- _PROMPT_
Copy the full set of lines exactly as given.
----
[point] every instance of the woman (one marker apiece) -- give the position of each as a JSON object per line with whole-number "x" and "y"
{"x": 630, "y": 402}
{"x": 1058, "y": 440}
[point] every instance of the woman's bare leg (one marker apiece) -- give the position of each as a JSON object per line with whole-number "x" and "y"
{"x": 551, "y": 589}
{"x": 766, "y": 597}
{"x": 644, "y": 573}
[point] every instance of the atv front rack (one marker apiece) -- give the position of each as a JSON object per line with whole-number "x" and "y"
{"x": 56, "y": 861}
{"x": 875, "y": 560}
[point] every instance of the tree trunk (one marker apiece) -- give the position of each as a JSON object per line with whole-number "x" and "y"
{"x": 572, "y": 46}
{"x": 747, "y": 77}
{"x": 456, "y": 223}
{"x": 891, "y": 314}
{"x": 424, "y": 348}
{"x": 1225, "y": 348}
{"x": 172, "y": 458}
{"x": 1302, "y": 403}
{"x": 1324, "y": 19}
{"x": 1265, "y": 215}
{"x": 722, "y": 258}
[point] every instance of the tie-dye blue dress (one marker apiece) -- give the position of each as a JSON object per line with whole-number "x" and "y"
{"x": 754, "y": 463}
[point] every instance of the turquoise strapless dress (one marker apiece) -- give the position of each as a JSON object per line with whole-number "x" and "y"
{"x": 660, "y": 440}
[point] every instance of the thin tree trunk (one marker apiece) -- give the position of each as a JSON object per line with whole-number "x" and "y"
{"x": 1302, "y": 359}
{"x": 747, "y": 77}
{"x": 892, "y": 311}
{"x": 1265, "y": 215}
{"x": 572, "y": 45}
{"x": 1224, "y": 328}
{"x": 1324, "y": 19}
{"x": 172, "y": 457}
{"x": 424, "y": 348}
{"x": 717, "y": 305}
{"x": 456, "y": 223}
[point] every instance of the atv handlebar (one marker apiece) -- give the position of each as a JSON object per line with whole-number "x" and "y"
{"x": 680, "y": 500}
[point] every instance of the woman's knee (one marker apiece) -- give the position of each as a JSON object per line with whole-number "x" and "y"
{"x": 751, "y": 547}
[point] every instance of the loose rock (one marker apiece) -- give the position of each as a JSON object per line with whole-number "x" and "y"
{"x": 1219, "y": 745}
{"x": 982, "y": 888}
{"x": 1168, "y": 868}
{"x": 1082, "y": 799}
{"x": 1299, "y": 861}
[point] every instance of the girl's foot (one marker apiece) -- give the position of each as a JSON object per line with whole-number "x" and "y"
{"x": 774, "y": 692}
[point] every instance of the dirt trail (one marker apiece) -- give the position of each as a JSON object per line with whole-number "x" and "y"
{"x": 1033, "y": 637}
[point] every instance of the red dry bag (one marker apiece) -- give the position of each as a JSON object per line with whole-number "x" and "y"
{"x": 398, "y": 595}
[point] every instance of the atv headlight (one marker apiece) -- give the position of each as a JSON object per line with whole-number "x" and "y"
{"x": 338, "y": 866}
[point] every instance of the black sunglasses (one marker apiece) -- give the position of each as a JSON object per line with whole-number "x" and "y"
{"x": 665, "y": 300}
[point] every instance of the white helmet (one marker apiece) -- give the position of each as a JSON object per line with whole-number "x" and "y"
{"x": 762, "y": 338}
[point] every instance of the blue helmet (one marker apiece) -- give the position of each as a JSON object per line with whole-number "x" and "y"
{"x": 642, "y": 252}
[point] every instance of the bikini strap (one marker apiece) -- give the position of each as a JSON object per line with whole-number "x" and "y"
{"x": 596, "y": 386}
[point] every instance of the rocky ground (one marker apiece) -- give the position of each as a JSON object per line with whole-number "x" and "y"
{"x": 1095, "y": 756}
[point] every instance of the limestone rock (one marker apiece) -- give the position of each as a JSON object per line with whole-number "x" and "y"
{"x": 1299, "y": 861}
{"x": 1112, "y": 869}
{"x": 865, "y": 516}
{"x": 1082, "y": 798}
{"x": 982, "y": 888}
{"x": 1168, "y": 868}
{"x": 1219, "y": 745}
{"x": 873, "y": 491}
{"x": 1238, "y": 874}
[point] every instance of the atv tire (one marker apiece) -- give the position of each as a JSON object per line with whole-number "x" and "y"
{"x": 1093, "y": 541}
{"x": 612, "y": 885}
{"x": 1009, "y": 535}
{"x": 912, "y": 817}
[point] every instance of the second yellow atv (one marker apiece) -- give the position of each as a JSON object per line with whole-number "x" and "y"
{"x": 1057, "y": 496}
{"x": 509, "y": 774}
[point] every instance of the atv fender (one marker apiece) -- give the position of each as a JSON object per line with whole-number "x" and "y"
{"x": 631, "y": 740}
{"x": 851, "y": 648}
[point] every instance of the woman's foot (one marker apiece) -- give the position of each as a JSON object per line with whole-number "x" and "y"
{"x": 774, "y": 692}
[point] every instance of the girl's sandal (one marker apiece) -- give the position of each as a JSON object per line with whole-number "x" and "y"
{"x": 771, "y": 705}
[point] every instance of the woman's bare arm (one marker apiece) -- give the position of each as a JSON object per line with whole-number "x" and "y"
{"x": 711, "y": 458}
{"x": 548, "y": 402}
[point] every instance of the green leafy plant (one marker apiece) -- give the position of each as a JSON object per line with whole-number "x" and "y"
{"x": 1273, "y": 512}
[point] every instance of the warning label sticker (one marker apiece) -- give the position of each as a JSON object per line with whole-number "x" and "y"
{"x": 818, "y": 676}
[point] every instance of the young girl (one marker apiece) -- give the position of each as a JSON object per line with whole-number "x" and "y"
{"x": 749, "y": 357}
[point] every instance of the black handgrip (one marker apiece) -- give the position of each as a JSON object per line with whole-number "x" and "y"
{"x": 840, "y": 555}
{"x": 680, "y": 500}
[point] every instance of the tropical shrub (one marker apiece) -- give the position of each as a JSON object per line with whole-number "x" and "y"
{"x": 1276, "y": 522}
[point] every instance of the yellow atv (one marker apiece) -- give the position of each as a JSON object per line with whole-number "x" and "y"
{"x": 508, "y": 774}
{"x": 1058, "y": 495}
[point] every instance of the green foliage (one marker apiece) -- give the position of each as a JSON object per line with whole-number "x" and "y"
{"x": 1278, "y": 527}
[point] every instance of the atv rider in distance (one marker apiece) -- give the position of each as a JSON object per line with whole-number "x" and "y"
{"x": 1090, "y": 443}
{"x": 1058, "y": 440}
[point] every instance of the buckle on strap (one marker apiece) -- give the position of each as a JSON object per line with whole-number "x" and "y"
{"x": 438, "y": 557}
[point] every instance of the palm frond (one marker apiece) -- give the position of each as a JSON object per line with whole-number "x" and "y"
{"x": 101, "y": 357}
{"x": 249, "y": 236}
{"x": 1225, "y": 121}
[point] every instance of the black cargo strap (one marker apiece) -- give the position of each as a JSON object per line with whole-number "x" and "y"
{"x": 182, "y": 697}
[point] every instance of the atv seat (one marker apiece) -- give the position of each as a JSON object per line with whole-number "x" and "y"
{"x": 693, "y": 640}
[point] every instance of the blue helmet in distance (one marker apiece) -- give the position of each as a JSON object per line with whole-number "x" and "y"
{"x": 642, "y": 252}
----
- _RIGHT ANSWER_
[point] every instance of the woman (one marker apiece) -- give the position of each as a JSON object per line with whole-number "x" and "y"
{"x": 630, "y": 402}
{"x": 1058, "y": 440}
[point] every instance of the woman's bare leg (one marker apiece) -- give the position of each as a JSON object per line with whole-number "x" and "y"
{"x": 551, "y": 589}
{"x": 766, "y": 597}
{"x": 644, "y": 573}
[point] every instance of the atv front rack (one marker apiece) -- give the position of each as a JSON object per line with whole-number "x" and "y"
{"x": 56, "y": 861}
{"x": 875, "y": 560}
[point] every instance of the tree trunk (one marker apiece) -- give the position of each as a JSON object per line with whole-number "x" and "y"
{"x": 572, "y": 46}
{"x": 747, "y": 77}
{"x": 456, "y": 223}
{"x": 891, "y": 314}
{"x": 424, "y": 348}
{"x": 1225, "y": 348}
{"x": 172, "y": 458}
{"x": 1302, "y": 403}
{"x": 1324, "y": 19}
{"x": 1265, "y": 215}
{"x": 722, "y": 258}
[point] every instance of the tie-dye blue dress (one marker apiece) -- give the position of each as a JSON object per line with whole-number "x" and "y"
{"x": 754, "y": 463}
[point] every instance of the turquoise strapless dress (one marker apiece) -- give the position of each as a JSON object per line with whole-number "x" and "y"
{"x": 660, "y": 440}
[point] every instance of the thin tree trunk (one marker apiece) -- give the position of each as a JSON object per line with whole-number "x" and "y"
{"x": 1302, "y": 359}
{"x": 747, "y": 77}
{"x": 892, "y": 311}
{"x": 1265, "y": 215}
{"x": 572, "y": 45}
{"x": 1224, "y": 328}
{"x": 1324, "y": 19}
{"x": 172, "y": 457}
{"x": 424, "y": 348}
{"x": 717, "y": 305}
{"x": 456, "y": 223}
[point] every instance of the atv handlebar (one marker apiece) -- give the position of each as a JSON object per line with whole-number "x" and "y"
{"x": 680, "y": 500}
[point] every instance of the woman's knee (one marker apiece) -- give the position of each as a JSON object per line with whole-number "x" and "y"
{"x": 751, "y": 547}
[point] every instance of the loose rock (one marker apiece) -- give the position of each as a JSON object per line with whole-number "x" and "y"
{"x": 1219, "y": 745}
{"x": 982, "y": 888}
{"x": 1168, "y": 868}
{"x": 1082, "y": 799}
{"x": 1299, "y": 861}
[point] every instance of the girl's foot (one marker apiece) -- give the position of each as a JSON object per line with whole-number "x" and "y"
{"x": 774, "y": 692}
[point] every instance of the dirt trail (one marker apiece) -- give the position of each as a JSON object per line with whole-number "x" and "y"
{"x": 1033, "y": 637}
[point] every instance of the red dry bag (one marker apiece) -- give the position of each as a JSON object per line with whole-number "x" and "y"
{"x": 398, "y": 595}
[point] every instance of the atv headlight (one marker apiece) -- give the position of each as a JSON object per line with whole-number "x" and "y"
{"x": 338, "y": 866}
[point] every instance of the black sunglasses (one marker apiece) -- give the position of each as a JSON object per line with whole-number "x" and "y"
{"x": 665, "y": 300}
[point] every instance of the white helmet (one marker apiece) -- give the position of each as a JSON object per line with whole-number "x" and "y"
{"x": 762, "y": 338}
[point] every instance of the blue helmet (one marker apiece) -- give the position of each as a JSON object per line with whole-number "x" and "y"
{"x": 642, "y": 252}
[point] every instance of the bikini strap (one marker apiece) -- give the position of each as a JSON object per line with whole-number "x" and "y"
{"x": 596, "y": 386}
[point] every instance of the rocky ground (one marker apiece) -- give the position of each as a JSON object per line with whole-number "x" and "y"
{"x": 1095, "y": 756}
[point] every instance of the limestone rock (one marker apiece) -- give the position of each as a JSON object per line with whole-number "x" and "y"
{"x": 1299, "y": 861}
{"x": 1112, "y": 869}
{"x": 865, "y": 516}
{"x": 1082, "y": 798}
{"x": 982, "y": 888}
{"x": 1168, "y": 868}
{"x": 1219, "y": 745}
{"x": 873, "y": 491}
{"x": 1238, "y": 874}
[point] every instance of the atv tire (one marker apiece) -- give the position of each as a JSON object per line with whole-number "x" and "y"
{"x": 1093, "y": 541}
{"x": 612, "y": 885}
{"x": 1009, "y": 535}
{"x": 912, "y": 817}
[point] every instance of the second yellow atv (one marker apiece) -- give the position of each as a JSON object per line with whole-number "x" and "y"
{"x": 1057, "y": 496}
{"x": 509, "y": 774}
[point] every instance of the atv fender (one marker apiece) -- give the position of each as a JSON object per line with whole-number "x" and "y"
{"x": 631, "y": 740}
{"x": 851, "y": 648}
[point] every instance of the woman's foot (one marker apiece) -- give the position of each as a JSON object per line with whole-number "x" and "y"
{"x": 774, "y": 692}
[point] every instance of the girl's sandal (one marker apiece) -- give the position of each as a JSON object per line with whole-number "x" and "y"
{"x": 771, "y": 705}
[point] every instance of the woman's bare arm (one marker apiece) -- give the position of each as a JSON object per line with whole-number "x" and "y"
{"x": 711, "y": 458}
{"x": 548, "y": 402}
[point] every instance of the green leafy plant (one marker apiece) -- give the position of each as a JSON object per line with whole-number "x" and "y"
{"x": 1273, "y": 512}
[point] every instance of the warning label sticker (one marker apiece) -- give the position of each as a JSON object per line with whole-number "x" and "y"
{"x": 818, "y": 676}
[point] every instance of the young girl (one marker apiece) -- give the position of each as a JSON object per line with whole-number "x" and "y"
{"x": 749, "y": 357}
[point] every instance of the black handgrip (one marker apiece) -- give the position of each as a JSON object per line with whole-number "x" and "y"
{"x": 840, "y": 555}
{"x": 680, "y": 500}
[point] every instance of the tropical shrub (one marker apiece) -- give the position of each as a JSON object per line with whole-number "x" and "y"
{"x": 1276, "y": 522}
[point] every instance of the yellow atv (one marker apiece) -- give the position of each as a JSON object per line with whole-number "x" and "y"
{"x": 508, "y": 774}
{"x": 1058, "y": 495}
[point] every instance of the green foliage (one marker apiece) -- give the position of each as a JSON object per line with whole-number "x" and "y"
{"x": 1278, "y": 527}
[point] every instance of the atv rider in distance (one marker apiece) -- give the position of each as a JSON object per line with whole-number "x" and "y"
{"x": 1090, "y": 443}
{"x": 1058, "y": 440}
[point] every instance of the buckle on strap (one marker apiece) -- give the position of each as a JSON object per line with whole-number "x" and "y"
{"x": 438, "y": 557}
[point] every instance of the palm frond (one marker apiece) -- give the position of each as a JSON object per line with whole-number "x" and "y"
{"x": 101, "y": 357}
{"x": 249, "y": 236}
{"x": 1225, "y": 121}
[point] every instance of the black cargo strap (one marker apiece) -- give the position of each as a JSON object per line with whole-number "x" and "y"
{"x": 182, "y": 697}
[point] every instance of the atv seat (one marker apiece) -- give the position of each as a JSON object per line with whole-number "x" and "y"
{"x": 693, "y": 640}
[point] every instance of the blue helmet in distance (one marker apiece) -- give the position of each as a JSON object per line with whole-number "x" and "y"
{"x": 642, "y": 252}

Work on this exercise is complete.